■ Problem details: Can you scale the lines from the one containing "Using the specimen image, mark the leafy" through the final line, both included? Write every line in that span out again, multiplying each bounding box coordinate by 1.3 and rounding it to a whole number, with halves rounded up.

Extracted data entries
══════════════════════════════

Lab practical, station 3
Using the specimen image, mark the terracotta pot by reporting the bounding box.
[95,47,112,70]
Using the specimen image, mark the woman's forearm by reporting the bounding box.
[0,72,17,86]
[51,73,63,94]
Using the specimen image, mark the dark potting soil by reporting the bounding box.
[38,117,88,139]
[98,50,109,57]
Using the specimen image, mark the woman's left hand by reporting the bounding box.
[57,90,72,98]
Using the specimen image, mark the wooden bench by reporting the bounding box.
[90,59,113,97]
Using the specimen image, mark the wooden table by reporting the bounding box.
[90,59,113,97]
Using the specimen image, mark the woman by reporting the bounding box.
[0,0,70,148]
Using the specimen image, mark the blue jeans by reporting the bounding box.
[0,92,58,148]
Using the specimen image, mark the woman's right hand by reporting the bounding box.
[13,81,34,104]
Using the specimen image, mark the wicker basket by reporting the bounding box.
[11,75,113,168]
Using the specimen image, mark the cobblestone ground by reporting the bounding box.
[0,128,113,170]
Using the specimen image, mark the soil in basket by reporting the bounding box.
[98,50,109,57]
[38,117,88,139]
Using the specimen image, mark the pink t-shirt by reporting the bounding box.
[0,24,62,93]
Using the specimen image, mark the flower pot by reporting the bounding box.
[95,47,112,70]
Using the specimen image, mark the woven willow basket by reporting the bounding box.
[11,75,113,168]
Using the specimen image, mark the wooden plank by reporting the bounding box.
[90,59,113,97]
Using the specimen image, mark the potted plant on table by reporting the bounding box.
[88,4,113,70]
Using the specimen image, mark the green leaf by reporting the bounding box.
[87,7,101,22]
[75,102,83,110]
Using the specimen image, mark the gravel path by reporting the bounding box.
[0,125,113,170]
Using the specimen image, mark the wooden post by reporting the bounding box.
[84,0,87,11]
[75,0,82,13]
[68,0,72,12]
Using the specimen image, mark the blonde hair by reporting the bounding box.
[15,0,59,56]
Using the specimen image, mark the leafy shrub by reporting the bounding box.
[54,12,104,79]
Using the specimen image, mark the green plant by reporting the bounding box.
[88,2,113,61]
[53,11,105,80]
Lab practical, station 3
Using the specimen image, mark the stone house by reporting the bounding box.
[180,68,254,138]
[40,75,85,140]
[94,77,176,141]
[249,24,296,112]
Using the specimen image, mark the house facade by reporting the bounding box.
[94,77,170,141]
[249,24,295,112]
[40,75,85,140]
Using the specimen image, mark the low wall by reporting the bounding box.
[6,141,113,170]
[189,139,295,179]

══════════════════════════════

■ Task solution:
Using the specimen image, mark the leafy shrub by reporting the bounding box.
[70,16,135,103]
Using the specimen image, mark the green plant by reporting the bounding box.
[114,3,147,79]
[69,14,137,104]
Lab practical, station 3
Using the specimen image, mark the stone house by reporting the bounding box.
[234,88,330,179]
[52,98,111,182]
[122,100,229,183]
[324,31,385,146]
Using the specimen image, mark the house facade by reporting the bounding box.
[122,100,221,183]
[324,31,384,146]
[52,98,111,182]
Using the specimen image, mark the low wall by reporting the bounding box.
[8,183,147,221]
[246,181,384,233]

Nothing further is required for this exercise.